__WHAT IS REQUIRED__
Which lines run from the line containing "Find the servpro" through the end of the records below? Reproduce them exactly, and nothing else.

__SUPPLIED DATA__
########################################

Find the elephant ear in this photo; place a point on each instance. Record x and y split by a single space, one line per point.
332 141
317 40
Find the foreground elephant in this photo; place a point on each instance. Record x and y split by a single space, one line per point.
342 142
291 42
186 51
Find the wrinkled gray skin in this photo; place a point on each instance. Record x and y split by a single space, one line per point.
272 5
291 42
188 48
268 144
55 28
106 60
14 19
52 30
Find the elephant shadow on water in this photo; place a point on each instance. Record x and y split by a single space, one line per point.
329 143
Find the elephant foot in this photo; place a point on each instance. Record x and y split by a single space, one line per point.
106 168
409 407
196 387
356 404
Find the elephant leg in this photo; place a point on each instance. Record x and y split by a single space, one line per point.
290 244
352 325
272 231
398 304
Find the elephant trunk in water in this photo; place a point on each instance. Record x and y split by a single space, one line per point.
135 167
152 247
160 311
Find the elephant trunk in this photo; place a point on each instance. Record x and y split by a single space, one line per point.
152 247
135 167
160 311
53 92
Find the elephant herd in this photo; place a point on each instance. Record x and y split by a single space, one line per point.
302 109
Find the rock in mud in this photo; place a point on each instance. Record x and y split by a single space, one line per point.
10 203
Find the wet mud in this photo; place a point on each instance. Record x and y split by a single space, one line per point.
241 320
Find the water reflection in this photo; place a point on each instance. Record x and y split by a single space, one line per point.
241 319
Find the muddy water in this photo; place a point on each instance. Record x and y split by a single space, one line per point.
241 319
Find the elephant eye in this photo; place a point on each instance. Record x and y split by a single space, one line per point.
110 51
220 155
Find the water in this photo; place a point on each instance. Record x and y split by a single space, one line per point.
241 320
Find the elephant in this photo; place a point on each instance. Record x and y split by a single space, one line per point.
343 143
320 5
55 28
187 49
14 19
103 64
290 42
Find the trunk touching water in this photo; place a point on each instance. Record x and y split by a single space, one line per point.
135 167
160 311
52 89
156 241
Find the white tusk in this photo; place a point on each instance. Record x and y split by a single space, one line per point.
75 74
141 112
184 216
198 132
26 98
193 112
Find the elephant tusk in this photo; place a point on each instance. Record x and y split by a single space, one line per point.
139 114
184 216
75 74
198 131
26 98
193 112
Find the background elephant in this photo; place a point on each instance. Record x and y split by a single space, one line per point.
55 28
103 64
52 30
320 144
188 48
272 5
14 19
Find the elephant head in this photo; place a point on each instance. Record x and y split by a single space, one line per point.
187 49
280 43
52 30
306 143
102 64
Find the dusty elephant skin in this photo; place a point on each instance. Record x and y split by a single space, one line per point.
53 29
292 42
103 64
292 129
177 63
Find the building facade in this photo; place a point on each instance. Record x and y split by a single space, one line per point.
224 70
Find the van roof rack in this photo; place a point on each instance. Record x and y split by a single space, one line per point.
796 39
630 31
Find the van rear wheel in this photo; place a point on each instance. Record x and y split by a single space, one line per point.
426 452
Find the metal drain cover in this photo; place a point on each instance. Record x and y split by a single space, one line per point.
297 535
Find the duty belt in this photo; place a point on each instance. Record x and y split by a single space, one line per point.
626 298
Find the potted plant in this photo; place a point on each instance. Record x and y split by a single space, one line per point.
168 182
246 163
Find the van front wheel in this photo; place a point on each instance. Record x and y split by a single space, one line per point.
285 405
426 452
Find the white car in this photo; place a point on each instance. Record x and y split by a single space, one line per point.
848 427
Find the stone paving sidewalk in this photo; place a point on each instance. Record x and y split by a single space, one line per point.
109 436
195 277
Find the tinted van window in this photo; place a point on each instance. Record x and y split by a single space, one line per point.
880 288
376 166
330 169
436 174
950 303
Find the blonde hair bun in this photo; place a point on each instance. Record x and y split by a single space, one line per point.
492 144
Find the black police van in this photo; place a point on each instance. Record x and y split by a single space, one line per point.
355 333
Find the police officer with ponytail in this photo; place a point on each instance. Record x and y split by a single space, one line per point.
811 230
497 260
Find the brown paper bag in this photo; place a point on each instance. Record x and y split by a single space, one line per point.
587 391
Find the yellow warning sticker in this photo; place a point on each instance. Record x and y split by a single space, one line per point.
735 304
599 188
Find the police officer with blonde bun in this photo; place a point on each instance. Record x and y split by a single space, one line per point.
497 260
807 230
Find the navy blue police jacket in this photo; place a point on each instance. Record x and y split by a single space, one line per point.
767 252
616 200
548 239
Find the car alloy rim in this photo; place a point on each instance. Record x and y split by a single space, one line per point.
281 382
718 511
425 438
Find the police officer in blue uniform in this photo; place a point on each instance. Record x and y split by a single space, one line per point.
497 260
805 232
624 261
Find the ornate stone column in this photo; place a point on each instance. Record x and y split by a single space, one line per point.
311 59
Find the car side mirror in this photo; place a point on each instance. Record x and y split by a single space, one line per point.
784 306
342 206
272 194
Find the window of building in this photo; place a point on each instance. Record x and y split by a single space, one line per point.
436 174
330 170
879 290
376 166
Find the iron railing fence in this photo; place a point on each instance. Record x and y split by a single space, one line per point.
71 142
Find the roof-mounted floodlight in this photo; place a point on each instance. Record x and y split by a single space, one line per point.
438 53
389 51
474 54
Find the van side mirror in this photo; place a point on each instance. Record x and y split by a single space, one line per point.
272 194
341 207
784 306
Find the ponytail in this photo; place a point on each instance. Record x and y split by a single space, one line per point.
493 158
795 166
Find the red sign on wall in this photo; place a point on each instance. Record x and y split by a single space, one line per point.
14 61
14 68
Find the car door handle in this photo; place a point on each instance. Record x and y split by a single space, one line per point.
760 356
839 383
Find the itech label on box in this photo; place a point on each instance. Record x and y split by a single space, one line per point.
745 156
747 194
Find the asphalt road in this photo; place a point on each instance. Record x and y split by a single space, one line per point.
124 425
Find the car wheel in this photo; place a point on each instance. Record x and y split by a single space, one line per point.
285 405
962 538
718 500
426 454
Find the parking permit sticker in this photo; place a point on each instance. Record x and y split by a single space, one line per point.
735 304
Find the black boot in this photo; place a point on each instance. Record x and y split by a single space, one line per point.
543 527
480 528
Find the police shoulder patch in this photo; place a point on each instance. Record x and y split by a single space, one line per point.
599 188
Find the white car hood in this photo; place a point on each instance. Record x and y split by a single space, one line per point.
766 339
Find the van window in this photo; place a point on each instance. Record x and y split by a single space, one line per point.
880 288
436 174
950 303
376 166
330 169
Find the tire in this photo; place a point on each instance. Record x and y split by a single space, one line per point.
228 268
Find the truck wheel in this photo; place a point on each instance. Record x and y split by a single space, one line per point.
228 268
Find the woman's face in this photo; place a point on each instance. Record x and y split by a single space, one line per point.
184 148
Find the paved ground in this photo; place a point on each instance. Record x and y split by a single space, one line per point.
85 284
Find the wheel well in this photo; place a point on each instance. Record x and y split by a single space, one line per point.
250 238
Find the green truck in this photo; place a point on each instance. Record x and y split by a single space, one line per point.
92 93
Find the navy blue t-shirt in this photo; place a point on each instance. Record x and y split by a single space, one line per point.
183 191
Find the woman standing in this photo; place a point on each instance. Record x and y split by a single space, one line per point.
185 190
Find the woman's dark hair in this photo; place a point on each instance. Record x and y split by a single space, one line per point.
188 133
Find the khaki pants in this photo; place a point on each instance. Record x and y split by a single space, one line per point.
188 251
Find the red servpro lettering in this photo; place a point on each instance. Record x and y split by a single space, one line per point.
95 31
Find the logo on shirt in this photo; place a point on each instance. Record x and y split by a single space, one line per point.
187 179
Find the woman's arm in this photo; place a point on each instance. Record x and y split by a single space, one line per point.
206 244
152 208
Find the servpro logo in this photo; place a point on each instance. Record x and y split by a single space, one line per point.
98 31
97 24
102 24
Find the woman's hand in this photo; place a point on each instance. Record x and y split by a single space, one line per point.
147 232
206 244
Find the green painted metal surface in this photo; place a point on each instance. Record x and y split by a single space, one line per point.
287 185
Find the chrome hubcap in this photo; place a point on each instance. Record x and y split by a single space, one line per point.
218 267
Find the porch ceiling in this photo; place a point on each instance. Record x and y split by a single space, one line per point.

########################################

__EXERCISE RESULT__
Find the servpro logo in this photo; place a point on each instance. Record x and y split by a single space, one line per point.
98 31
97 24
102 24
Find the woman's hand in this photo; place a point on each instance. Record x and y split by a single space, one line per point.
147 232
206 244
Find the green painted metal surface in this photo; place a point on each instance. Record x and y split by a single space, one line per point.
287 185
Find the chrome hubcap in this photo; place a point on each instance. Record x and y split by a single space, one line per point.
218 267
Find the porch ceiling in this photo; place a point on each instance. Record x and y split by a single space, one line per point.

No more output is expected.